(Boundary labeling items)
## begin

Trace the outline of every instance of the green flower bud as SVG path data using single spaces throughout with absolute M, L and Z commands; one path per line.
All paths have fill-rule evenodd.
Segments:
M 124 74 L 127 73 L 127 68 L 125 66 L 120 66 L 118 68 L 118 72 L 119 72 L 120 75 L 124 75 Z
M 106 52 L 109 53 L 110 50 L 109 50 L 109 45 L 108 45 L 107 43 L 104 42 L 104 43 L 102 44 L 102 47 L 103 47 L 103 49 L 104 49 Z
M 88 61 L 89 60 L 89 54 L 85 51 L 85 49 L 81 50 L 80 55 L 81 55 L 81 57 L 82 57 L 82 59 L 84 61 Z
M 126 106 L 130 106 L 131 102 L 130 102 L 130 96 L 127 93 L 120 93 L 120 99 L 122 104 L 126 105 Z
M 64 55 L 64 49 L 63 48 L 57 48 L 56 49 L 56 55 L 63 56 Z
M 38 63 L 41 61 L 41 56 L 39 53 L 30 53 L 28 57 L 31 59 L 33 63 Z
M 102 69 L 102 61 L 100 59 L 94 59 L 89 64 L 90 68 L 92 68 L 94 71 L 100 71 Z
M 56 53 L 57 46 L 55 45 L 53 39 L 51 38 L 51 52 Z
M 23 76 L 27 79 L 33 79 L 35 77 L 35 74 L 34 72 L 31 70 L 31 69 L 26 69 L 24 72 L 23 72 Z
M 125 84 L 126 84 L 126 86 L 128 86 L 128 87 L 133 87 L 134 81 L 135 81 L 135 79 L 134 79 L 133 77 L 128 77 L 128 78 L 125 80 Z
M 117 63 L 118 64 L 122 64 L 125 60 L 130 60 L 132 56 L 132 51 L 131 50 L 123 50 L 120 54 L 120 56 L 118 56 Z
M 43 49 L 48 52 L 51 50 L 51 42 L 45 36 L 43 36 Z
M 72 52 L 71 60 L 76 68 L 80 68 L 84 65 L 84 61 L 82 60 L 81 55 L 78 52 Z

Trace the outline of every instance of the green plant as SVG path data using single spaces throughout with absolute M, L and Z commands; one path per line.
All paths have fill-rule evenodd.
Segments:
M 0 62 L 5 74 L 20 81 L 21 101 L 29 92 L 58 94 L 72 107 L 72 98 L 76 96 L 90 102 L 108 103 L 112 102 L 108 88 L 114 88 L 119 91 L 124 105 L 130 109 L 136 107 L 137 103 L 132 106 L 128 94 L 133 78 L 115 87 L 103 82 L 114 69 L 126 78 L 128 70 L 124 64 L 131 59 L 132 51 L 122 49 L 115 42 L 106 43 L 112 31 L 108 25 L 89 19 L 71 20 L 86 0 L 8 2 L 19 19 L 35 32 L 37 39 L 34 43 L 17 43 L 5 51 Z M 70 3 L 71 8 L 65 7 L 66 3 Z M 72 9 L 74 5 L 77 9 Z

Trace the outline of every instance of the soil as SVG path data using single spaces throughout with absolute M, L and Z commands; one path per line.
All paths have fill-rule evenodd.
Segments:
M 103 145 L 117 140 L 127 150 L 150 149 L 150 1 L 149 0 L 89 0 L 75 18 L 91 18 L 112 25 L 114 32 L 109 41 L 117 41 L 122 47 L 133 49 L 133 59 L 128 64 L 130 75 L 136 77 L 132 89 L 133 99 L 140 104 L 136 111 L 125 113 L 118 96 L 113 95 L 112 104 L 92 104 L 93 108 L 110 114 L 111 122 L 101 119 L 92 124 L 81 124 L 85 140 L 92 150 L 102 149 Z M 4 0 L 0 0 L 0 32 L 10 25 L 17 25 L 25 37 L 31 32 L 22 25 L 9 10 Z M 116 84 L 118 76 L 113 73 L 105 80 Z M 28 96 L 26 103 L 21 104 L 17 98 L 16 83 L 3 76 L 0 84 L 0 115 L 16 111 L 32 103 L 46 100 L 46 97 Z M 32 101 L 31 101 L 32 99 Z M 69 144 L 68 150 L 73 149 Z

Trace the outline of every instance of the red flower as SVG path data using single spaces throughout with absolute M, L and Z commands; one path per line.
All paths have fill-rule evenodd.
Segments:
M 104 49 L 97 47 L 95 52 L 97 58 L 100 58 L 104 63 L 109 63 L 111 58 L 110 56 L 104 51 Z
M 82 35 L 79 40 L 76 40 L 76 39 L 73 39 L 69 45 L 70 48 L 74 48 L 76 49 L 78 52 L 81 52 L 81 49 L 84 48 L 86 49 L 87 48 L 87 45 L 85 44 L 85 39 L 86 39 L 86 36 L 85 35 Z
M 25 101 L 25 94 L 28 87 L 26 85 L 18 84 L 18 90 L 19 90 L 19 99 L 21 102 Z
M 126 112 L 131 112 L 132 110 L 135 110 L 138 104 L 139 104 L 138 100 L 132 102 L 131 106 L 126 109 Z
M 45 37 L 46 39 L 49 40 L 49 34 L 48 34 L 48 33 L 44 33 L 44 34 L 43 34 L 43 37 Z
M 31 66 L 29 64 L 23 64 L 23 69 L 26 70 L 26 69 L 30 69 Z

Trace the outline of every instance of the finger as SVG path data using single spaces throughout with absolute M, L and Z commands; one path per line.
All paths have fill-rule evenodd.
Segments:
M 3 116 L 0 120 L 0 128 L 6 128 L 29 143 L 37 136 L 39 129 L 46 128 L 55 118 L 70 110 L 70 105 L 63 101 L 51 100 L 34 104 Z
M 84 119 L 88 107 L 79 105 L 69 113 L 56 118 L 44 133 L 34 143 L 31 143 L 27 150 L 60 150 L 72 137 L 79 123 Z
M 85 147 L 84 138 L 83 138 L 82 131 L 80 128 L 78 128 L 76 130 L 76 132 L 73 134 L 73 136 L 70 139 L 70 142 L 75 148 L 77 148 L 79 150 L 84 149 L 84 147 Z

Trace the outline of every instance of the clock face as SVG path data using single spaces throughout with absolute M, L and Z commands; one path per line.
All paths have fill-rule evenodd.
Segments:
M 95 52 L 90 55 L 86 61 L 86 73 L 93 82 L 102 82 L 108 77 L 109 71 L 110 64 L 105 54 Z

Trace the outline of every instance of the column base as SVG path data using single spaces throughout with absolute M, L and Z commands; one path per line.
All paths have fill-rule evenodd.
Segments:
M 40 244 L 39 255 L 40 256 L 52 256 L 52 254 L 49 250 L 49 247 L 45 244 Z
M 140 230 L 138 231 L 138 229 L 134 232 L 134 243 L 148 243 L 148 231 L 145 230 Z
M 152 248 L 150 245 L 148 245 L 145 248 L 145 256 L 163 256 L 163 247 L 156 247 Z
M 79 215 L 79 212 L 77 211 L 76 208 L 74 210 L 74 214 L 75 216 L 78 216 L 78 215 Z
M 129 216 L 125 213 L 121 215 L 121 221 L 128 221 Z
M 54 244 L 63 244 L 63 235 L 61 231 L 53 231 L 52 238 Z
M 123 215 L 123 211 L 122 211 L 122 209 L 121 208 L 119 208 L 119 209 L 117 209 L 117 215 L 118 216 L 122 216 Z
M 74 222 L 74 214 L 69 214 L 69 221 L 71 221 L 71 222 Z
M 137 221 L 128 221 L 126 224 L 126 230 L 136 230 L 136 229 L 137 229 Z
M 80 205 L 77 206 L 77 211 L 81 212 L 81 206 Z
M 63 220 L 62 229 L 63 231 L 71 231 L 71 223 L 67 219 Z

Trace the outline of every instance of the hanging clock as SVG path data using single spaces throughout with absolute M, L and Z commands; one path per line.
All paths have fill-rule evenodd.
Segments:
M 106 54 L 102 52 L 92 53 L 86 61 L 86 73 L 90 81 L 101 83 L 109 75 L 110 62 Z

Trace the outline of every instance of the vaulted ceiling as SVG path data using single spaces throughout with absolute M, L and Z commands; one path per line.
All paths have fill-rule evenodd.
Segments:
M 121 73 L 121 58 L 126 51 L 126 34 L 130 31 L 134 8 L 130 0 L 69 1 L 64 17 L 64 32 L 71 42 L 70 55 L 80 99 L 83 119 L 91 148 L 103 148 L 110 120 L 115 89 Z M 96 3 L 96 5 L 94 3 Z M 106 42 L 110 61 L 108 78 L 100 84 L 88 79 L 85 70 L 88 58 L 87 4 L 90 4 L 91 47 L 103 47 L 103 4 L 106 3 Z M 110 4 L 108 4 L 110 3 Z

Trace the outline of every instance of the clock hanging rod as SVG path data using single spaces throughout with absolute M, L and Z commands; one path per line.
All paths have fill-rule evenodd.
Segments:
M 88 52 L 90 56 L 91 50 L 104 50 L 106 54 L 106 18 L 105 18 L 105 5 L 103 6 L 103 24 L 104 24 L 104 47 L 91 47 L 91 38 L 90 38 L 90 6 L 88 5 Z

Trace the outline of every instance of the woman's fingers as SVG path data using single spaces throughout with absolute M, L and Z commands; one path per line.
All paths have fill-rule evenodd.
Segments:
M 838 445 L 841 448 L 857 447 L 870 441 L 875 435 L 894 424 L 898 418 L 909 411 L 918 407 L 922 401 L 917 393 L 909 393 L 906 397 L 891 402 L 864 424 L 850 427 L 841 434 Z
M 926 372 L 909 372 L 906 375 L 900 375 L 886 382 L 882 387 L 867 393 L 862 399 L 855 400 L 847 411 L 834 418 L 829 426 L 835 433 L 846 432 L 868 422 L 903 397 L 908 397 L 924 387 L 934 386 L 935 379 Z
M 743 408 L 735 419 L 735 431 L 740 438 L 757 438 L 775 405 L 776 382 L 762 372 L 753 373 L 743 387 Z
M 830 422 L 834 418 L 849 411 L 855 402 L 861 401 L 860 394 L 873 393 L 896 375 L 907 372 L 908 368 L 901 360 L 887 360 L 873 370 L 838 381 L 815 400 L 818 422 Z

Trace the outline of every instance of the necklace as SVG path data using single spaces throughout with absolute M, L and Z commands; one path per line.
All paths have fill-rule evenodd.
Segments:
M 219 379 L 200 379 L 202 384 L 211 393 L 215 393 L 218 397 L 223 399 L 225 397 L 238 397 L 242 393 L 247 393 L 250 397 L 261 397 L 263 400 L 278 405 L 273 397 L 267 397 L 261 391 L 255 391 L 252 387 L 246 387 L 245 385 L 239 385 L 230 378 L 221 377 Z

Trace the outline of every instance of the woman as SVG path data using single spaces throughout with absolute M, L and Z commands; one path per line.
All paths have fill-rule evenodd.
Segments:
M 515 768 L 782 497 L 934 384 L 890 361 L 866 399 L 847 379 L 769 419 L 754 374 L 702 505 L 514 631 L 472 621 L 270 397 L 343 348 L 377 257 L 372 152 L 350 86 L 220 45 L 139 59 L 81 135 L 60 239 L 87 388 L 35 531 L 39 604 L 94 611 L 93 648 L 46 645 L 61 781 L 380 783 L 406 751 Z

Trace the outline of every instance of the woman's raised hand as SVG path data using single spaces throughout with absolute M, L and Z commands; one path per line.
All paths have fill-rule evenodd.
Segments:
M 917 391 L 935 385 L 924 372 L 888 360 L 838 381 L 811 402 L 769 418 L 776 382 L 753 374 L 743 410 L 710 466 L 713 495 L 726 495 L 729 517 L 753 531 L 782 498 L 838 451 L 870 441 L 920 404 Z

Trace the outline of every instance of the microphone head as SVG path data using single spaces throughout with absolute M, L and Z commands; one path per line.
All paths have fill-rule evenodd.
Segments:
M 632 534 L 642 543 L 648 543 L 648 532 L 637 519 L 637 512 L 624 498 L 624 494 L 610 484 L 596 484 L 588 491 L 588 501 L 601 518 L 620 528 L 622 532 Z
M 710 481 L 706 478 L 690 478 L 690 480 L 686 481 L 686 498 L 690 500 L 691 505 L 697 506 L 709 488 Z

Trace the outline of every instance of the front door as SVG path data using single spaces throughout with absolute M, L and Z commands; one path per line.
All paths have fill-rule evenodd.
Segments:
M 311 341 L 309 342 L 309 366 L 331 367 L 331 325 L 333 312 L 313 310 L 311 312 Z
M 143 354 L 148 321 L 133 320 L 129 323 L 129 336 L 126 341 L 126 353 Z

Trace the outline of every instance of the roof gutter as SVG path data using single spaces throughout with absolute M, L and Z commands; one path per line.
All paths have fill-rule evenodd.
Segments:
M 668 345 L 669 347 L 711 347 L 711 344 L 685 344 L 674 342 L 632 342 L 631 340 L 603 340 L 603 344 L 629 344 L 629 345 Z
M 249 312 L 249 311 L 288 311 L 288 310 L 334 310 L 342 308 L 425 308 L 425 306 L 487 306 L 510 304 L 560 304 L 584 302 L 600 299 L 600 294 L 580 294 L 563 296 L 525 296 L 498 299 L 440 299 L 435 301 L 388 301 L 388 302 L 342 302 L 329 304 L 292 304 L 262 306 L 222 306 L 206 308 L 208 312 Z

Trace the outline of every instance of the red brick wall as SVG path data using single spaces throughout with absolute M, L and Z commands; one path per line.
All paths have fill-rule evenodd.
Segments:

## end

> [BRIEF]: Write out the lines from the one containing "Trace the outline of every instance of the vaulted" through the one containing "M 121 73 L 121", inclusive, substituting "arched ceiling" for "vaulted ceiling" and leaving everything else as it stands.

> [EXERCISE OUTPUT]:
Trace the outline of every instance of the arched ceiling as SVG path data using single spaces throughout with absolute M, L and Z commands; one path per line.
All paths have fill-rule evenodd.
Segments:
M 121 73 L 121 58 L 126 51 L 126 34 L 130 31 L 134 8 L 130 0 L 69 1 L 64 17 L 64 32 L 71 42 L 70 55 L 80 99 L 83 119 L 91 148 L 103 148 L 110 120 L 115 89 Z M 96 3 L 96 5 L 94 3 Z M 106 42 L 110 61 L 108 78 L 100 84 L 88 79 L 85 70 L 88 58 L 87 4 L 90 4 L 91 47 L 103 47 L 103 4 L 106 3 Z M 110 4 L 108 4 L 110 3 Z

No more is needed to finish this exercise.